> **YOUR ASSIGNMENT**: Could you give every record again, exactly as it reads?

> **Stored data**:

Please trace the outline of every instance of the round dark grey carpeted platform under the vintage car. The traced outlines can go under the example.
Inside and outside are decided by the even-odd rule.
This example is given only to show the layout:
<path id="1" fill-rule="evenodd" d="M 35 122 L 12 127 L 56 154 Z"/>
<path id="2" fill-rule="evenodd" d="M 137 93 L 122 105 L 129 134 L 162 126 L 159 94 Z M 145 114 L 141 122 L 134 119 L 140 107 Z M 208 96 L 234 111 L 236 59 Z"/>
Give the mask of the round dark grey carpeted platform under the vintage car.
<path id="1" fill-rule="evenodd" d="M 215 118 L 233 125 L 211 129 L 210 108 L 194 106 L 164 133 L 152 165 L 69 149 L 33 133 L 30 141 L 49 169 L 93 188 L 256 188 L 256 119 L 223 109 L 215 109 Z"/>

> **TASK OUTPUT**:
Please trace the outline of every instance of the round dark grey carpeted platform under the vintage car. The traced outlines can go under the example.
Inside and outside are decided by the even-odd rule.
This example is given only to show the layout:
<path id="1" fill-rule="evenodd" d="M 35 122 L 12 127 L 56 154 Z"/>
<path id="2" fill-rule="evenodd" d="M 137 93 L 122 105 L 129 134 L 162 126 L 159 94 Z M 145 114 L 141 122 L 134 119 L 140 107 Z M 208 96 L 234 111 L 236 59 Z"/>
Give the mask of the round dark grey carpeted platform under the vintage car.
<path id="1" fill-rule="evenodd" d="M 215 118 L 233 125 L 211 129 L 210 108 L 194 106 L 164 133 L 152 165 L 69 149 L 33 133 L 30 141 L 49 169 L 93 188 L 256 188 L 256 119 L 223 109 L 215 109 Z"/>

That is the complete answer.